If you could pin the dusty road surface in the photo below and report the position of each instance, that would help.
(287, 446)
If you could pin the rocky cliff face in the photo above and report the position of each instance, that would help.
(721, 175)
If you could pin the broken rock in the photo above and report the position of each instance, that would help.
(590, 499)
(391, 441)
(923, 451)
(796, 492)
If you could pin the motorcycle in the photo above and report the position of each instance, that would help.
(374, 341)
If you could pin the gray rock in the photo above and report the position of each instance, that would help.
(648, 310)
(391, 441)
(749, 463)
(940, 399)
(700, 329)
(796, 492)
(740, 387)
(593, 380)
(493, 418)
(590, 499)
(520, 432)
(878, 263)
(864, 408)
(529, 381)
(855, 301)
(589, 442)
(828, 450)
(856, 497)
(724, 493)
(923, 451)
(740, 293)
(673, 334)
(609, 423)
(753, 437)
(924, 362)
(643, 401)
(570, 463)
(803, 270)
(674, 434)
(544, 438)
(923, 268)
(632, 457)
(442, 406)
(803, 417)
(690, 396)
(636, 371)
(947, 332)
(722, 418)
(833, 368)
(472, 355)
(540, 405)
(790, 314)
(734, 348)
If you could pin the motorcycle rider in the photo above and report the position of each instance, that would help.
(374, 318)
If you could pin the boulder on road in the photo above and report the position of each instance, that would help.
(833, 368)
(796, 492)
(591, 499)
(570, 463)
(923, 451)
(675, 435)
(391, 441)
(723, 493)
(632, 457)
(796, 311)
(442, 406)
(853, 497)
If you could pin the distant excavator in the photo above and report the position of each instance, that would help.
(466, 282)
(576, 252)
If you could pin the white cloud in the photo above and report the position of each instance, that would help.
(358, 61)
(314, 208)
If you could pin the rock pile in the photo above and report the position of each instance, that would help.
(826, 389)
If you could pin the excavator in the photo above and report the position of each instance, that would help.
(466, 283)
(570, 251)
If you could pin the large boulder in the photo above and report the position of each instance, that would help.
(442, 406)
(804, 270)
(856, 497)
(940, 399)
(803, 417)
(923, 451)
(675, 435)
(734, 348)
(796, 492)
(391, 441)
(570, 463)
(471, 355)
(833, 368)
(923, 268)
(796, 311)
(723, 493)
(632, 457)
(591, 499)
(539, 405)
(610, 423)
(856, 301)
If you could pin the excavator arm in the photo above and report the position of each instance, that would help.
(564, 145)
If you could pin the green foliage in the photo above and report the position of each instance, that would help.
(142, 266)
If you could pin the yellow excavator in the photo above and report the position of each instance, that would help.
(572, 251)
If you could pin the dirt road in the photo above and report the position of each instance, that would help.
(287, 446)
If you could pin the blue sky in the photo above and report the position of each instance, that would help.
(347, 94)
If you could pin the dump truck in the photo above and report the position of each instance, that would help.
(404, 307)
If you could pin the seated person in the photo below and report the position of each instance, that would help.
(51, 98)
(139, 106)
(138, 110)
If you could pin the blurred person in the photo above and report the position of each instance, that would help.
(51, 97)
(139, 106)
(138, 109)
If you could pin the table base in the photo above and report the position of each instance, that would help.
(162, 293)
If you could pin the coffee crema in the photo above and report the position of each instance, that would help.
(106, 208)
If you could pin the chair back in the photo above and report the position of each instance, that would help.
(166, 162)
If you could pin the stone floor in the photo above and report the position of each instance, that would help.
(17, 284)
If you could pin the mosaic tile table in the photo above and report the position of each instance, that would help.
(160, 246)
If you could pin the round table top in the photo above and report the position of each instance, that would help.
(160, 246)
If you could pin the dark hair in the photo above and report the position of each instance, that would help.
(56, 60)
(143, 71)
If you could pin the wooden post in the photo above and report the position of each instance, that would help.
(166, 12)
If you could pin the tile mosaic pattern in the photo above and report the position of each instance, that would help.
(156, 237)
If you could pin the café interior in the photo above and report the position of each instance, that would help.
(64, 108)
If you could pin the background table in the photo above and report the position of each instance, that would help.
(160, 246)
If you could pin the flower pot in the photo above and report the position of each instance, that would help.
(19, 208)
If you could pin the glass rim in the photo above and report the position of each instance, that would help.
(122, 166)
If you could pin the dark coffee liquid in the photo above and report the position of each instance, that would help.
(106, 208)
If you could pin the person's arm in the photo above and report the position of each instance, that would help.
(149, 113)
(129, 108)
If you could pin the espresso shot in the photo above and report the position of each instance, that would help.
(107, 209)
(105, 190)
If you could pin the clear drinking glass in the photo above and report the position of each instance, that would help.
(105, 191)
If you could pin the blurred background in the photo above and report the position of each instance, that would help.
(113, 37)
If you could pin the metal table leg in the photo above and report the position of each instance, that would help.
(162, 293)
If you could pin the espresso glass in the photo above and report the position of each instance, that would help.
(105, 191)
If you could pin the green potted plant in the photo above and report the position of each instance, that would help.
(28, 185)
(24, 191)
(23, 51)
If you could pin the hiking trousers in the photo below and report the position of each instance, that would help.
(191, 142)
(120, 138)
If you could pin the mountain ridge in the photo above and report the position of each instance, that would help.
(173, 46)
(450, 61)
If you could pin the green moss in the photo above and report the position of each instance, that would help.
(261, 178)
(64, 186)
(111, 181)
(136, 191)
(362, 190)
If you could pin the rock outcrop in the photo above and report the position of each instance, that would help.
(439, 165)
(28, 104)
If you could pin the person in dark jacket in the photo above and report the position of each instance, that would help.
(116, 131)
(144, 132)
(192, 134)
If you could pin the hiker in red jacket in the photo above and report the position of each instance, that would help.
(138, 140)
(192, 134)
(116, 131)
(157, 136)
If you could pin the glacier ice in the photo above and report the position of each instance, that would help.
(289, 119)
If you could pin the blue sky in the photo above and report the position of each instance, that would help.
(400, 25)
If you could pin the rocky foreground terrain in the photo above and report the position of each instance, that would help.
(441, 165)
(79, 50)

______

### Task
Reproduce every row above word for word, with nothing changed.

### Solution
If you could pin the dusty road surface in the photo below and report the position of each instance, that would help.
(287, 446)
If you could pin the rocky cliff face in the photo above and report the position of each instance, that would help.
(721, 175)
If you could pin the broken rock in the photo above and report the position of each instance, that would help.
(590, 499)
(391, 441)
(923, 451)
(796, 492)
If you could pin the motorcycle in the photo above and report the position of each instance, that would help.
(374, 341)
If you could pin the gray rock in the photo above and report the position of each instance, that would help.
(648, 310)
(391, 441)
(749, 463)
(940, 399)
(700, 329)
(796, 492)
(740, 387)
(593, 380)
(493, 418)
(590, 499)
(520, 432)
(878, 263)
(864, 408)
(529, 381)
(855, 301)
(589, 442)
(828, 450)
(856, 497)
(724, 493)
(923, 451)
(740, 293)
(673, 334)
(609, 423)
(753, 437)
(924, 362)
(643, 401)
(570, 463)
(803, 270)
(674, 434)
(544, 438)
(923, 268)
(632, 457)
(442, 406)
(803, 417)
(690, 396)
(636, 371)
(947, 332)
(722, 418)
(833, 368)
(472, 355)
(540, 405)
(790, 314)
(734, 348)
If you could pin the motorcycle rider in the photo above and report the position of each instance, that would help.
(374, 318)
If you could pin the boulder on road in the photo above and report the position of each instance, that would help.
(833, 368)
(796, 492)
(591, 499)
(570, 463)
(923, 451)
(675, 435)
(391, 441)
(723, 493)
(632, 457)
(796, 311)
(442, 406)
(853, 497)
If you could pin the distant excavator in the photo above and report the position of each instance, that would help.
(466, 282)
(576, 252)
If you could pin the white cloud in the photo above and report the position of each instance, that would help.
(358, 61)
(314, 208)
If you could pin the rock pile in the photo above and report the position of each instance, that would help.
(826, 389)
If you could pin the excavator in the photo above and report the position of each instance, that would help.
(466, 283)
(570, 251)
If you could pin the large boulder in the photo above and report the position of each instance, that would help.
(442, 406)
(804, 270)
(856, 497)
(940, 399)
(803, 417)
(923, 451)
(675, 435)
(734, 348)
(796, 492)
(391, 441)
(570, 463)
(471, 355)
(833, 368)
(923, 268)
(796, 311)
(723, 493)
(632, 457)
(591, 499)
(539, 405)
(610, 423)
(856, 301)
If you could pin the excavator arm in the photo above and report the position of each instance, that would help.
(564, 145)
If you could pin the green foliage in the photo above and report the position of each instance, that would help.
(142, 266)
If you could pin the yellow excavator in the photo above and report the position of each instance, that would help.
(572, 251)
If you could pin the dirt road in the photo above and report the position of each instance, that would help.
(287, 446)
If you could pin the blue sky in the photo above and report the position of each instance, that would help.
(347, 94)
If you could pin the dump truck in the photo above and report the position of each instance, that would help.
(404, 307)
If you could pin the seated person in the photo below and report the position of each instance, that would help.
(51, 98)
(139, 106)
(138, 110)
If you could pin the blurred person in the photo above and report the position of each instance, that would help.
(51, 97)
(139, 106)
(138, 109)
If you could pin the table base in the photo above and report the position of each instance, that would help.
(162, 293)
If you could pin the coffee crema in the photo above and report the position of each instance, that would help.
(106, 208)
If you could pin the chair back in the photo above and report the position of each instance, that would help.
(166, 162)
If you could pin the stone floor in the photo above and report the position of each instance, that would help.
(17, 284)
If you could pin the mosaic tile table in the photo above and report the position of each instance, that would help.
(160, 246)
If you could pin the round table top in the photo above and report the position of each instance, that would help.
(160, 246)
If you could pin the dark hair in the photo above and report the position of each instance, that would help.
(56, 60)
(143, 71)
If you could pin the wooden post in the photo above and report the position of each instance, that would help.
(166, 12)
If you could pin the tile mosaic pattern in the photo above and report the position of each instance, that would help.
(156, 237)
If you could pin the café interior in the photo above and report the position of each instance, that would help.
(64, 108)
If you could pin the background table in the photo above and report the position of each instance, that would help.
(160, 246)
If you could pin the flower pot in the photo above and report the position of each instance, that would help.
(19, 208)
If you could pin the glass rim in the photo above and report the position of each instance, that would help.
(122, 166)
If you could pin the dark coffee liquid in the photo above and report the position of each instance, that would help.
(106, 208)
If you could pin the person's arm in the photo above and report the position of each instance, that would help.
(149, 113)
(129, 108)
If you could pin the espresso shot in the photo above and report the position of each instance, that would help.
(107, 209)
(105, 190)
If you could pin the clear drinking glass in the photo above and report the position of each instance, that would help.
(105, 191)
If you could pin the blurred background in the photo above and report the position of each instance, that would help.
(113, 37)
If you could pin the metal table leg in the photo above and report the position of each instance, that would help.
(162, 293)
If you could pin the espresso glass in the photo above and report the position of each instance, that would help.
(105, 191)
If you could pin the green potted plant in the photo above and report the position of each instance, that would help.
(28, 185)
(24, 191)
(23, 51)
If you could pin the hiking trousers in the photo below and report the position of each instance, that would help.
(191, 142)
(120, 138)
If you could pin the mountain ridge in the photo above and report the position of each instance, that would help.
(173, 46)
(450, 61)
If you could pin the green moss in the photo above and report the position of each instance, that would help.
(261, 178)
(64, 186)
(111, 181)
(136, 191)
(362, 190)
If you could pin the rock outcrop in the photo above and report the position of each instance, that would help.
(439, 165)
(28, 104)
If you could pin the person in dark jacket in the photo above and report the position of each instance, that would help.
(116, 131)
(144, 132)
(192, 134)
If you could pin the hiker in red jacket in the photo above and report the position of each instance, that would help.
(138, 140)
(192, 134)
(116, 131)
(157, 136)
If you could pin the glacier ice in the photo above and report the position of each instance, that would help.
(289, 119)
If you could pin the blue sky in the photo above and report the position of each instance, that would help.
(400, 25)
If you could pin the rocky foreground terrain in the photo above and report the position of each instance, that would help.
(441, 165)
(79, 50)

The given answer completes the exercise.